Work task – Only the lines below starting at the one containing "Query: electric pole" and ending at the one containing "pixel 731 44" belong in the answer, each copied exactly.

The records –
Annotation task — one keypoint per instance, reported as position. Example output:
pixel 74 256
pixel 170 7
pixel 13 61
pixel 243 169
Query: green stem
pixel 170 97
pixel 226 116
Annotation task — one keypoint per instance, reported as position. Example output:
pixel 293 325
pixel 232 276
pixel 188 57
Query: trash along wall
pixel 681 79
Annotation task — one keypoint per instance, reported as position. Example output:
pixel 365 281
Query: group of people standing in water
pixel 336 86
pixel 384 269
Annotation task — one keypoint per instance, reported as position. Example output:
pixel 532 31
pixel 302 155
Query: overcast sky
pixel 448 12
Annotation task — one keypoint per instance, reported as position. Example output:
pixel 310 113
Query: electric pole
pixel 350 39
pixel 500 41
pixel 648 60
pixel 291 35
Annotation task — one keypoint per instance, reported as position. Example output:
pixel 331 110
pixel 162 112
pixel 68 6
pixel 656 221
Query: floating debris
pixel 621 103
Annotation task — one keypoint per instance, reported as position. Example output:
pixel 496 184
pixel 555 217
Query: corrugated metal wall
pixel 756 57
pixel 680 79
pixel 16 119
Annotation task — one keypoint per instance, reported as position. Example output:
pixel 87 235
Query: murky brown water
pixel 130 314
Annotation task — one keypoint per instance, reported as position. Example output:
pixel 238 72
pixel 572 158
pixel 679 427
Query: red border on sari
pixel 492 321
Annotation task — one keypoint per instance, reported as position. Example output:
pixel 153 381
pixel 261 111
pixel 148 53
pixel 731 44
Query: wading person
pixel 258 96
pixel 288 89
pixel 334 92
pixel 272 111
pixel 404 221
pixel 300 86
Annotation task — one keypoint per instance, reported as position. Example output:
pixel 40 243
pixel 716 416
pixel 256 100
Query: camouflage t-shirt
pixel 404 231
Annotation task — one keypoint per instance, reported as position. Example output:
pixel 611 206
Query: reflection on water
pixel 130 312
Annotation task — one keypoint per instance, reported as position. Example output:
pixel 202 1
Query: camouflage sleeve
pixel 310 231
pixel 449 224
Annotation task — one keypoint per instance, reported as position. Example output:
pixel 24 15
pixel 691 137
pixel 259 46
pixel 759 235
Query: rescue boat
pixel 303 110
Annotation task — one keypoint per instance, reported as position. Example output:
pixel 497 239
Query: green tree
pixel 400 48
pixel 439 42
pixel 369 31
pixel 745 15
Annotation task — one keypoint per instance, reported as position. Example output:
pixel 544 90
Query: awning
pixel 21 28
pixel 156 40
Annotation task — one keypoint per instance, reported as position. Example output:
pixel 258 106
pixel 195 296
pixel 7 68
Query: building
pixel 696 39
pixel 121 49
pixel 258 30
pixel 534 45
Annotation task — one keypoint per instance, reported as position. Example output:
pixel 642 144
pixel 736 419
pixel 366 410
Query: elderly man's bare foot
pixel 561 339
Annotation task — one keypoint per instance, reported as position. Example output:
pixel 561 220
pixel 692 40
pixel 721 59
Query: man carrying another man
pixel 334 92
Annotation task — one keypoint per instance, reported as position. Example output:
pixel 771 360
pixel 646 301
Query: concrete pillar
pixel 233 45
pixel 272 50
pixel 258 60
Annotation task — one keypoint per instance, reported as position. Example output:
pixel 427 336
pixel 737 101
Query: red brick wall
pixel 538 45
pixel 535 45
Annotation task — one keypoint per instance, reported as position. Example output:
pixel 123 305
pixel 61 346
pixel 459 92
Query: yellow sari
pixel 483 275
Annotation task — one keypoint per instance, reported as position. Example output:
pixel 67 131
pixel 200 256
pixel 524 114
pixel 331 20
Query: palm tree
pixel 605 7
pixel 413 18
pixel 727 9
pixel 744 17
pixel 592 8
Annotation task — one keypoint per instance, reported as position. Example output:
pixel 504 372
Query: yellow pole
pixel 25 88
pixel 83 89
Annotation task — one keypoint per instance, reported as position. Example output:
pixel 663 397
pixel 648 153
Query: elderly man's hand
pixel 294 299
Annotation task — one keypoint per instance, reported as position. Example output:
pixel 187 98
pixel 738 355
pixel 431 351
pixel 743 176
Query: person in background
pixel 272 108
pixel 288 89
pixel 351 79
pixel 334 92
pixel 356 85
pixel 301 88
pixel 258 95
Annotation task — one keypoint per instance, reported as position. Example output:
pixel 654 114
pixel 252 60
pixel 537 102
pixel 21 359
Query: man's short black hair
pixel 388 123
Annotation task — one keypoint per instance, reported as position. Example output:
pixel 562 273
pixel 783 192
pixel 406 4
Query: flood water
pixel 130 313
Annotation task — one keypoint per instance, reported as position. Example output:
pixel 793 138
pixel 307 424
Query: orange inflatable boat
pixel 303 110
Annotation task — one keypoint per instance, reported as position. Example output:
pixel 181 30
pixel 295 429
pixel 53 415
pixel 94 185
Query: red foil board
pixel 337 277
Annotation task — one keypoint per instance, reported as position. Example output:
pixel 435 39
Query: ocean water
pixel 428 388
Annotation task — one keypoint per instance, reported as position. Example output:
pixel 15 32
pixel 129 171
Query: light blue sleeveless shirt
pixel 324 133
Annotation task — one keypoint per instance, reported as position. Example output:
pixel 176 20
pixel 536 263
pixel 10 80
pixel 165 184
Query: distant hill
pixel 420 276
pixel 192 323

Answer to the problem –
Query: electric pole
pixel 350 39
pixel 500 41
pixel 648 60
pixel 291 35
Annotation task — one keypoint per instance, reported as position. Example output:
pixel 331 110
pixel 162 112
pixel 68 6
pixel 656 221
Query: floating debris
pixel 621 103
Annotation task — one keypoint per instance, reported as position. Example output:
pixel 496 184
pixel 555 217
Query: corrugated metal wall
pixel 756 57
pixel 680 79
pixel 16 119
Annotation task — one keypoint per instance, reported as position. Example output:
pixel 87 235
Query: murky brown water
pixel 130 314
Annotation task — one keypoint per instance, reported as position. Example output:
pixel 238 72
pixel 572 158
pixel 679 427
Query: red border on sari
pixel 492 321
Annotation task — one keypoint per instance, reported as position. Example output:
pixel 153 381
pixel 261 111
pixel 148 53
pixel 731 44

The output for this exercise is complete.